» **Collected data**:
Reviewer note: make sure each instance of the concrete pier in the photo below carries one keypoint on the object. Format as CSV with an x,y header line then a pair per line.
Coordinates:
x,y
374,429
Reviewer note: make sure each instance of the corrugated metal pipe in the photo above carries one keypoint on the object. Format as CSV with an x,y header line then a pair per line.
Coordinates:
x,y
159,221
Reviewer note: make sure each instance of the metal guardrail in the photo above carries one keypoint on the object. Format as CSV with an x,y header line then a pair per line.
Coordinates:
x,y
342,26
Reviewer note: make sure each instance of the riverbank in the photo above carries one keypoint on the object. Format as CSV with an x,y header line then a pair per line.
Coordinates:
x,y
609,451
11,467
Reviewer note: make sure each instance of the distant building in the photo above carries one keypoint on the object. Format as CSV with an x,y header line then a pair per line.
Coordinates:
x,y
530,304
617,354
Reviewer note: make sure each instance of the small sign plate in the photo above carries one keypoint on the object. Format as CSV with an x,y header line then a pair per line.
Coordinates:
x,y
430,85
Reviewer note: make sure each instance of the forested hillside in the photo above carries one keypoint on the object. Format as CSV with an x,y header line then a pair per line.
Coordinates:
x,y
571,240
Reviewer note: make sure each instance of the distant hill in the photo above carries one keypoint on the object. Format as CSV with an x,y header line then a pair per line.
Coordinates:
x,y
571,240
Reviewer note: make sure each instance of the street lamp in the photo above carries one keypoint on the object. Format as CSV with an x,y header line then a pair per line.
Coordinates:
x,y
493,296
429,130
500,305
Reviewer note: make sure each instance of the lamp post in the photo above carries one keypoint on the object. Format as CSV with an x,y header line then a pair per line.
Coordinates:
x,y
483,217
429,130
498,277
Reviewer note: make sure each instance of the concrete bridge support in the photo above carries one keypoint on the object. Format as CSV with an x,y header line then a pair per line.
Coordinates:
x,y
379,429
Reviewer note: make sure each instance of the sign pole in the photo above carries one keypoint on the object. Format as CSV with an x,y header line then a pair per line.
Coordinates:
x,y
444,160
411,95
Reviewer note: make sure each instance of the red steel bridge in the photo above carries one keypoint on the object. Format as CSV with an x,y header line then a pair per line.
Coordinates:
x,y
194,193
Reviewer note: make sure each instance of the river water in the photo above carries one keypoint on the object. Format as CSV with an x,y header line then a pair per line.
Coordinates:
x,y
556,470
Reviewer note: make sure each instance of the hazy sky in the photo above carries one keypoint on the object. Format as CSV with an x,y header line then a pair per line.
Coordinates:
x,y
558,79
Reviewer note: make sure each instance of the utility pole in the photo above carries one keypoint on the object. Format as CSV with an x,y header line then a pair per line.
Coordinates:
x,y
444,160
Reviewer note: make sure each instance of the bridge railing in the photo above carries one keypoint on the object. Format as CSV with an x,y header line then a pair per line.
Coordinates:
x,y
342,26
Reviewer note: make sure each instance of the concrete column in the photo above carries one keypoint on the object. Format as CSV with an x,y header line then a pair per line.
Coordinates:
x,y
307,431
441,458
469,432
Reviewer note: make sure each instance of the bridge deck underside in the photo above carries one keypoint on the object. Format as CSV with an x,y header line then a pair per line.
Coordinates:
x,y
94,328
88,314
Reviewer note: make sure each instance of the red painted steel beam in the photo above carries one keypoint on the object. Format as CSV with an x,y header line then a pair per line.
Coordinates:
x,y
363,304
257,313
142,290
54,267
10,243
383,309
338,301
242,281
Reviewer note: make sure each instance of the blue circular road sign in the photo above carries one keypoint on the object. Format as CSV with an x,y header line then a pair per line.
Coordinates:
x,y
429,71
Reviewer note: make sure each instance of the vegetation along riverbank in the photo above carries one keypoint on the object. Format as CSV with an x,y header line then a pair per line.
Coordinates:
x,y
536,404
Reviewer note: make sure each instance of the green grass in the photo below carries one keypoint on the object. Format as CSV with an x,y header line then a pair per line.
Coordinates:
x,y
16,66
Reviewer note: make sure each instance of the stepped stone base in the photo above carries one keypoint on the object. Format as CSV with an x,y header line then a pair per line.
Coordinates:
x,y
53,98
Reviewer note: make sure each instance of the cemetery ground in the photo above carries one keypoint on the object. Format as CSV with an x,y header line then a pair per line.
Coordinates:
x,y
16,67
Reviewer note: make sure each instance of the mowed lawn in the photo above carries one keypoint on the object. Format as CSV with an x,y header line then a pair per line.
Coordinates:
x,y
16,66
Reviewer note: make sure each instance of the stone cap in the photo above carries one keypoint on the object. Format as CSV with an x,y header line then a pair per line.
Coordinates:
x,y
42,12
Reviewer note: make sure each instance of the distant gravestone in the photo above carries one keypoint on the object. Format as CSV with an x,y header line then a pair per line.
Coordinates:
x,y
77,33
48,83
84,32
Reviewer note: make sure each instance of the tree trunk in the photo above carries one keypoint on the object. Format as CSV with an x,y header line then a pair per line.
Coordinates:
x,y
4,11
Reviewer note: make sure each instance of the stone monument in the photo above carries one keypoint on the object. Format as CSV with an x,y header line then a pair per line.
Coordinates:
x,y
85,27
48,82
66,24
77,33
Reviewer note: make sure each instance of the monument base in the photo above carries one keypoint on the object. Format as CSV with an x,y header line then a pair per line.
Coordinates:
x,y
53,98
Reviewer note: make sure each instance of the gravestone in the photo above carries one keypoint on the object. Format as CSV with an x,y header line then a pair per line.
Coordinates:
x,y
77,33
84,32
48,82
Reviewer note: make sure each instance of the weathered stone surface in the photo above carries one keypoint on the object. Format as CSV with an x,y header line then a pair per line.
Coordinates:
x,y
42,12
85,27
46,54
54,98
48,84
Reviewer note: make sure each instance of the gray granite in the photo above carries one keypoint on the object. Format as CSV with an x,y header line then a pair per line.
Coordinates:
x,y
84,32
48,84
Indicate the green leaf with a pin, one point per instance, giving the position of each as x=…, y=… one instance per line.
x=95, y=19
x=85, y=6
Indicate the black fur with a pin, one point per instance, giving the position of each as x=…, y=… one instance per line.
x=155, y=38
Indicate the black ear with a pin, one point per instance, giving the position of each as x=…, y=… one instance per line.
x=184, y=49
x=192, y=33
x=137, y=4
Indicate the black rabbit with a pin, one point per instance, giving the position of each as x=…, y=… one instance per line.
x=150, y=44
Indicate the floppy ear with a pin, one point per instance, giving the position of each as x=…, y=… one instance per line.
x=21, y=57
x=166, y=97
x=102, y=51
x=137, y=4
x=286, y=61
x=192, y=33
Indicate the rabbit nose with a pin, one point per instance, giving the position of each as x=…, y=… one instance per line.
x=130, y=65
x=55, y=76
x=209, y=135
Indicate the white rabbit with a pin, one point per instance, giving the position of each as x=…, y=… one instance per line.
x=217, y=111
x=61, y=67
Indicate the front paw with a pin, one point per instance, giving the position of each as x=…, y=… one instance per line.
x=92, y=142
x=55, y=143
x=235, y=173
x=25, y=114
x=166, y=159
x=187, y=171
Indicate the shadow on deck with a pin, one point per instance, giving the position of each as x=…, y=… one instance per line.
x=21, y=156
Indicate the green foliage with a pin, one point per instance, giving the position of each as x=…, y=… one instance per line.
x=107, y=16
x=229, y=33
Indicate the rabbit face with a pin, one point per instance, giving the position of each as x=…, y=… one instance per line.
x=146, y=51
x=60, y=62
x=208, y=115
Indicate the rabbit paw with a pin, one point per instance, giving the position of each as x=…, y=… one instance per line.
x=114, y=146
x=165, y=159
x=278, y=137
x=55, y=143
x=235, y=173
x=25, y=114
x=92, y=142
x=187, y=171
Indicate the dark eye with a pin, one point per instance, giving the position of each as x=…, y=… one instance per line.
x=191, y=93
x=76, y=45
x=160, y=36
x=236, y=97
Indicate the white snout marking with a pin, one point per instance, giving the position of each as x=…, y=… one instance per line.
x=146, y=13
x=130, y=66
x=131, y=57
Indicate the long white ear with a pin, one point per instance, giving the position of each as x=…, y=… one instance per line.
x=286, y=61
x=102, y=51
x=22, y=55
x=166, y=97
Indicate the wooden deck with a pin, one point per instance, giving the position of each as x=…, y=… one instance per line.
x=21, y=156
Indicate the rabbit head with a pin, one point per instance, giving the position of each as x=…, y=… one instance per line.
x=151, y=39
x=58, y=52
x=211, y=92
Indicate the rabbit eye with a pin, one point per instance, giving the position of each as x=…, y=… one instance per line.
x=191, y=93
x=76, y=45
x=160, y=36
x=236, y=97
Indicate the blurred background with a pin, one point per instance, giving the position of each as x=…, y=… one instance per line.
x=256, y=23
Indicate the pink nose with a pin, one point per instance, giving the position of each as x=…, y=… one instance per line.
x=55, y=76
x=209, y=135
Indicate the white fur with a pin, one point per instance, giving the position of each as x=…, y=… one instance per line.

» **Task statement**: Line count for the word "riverbank": tally the lines in the records that include it and give only the result.

» **Answer space**: 2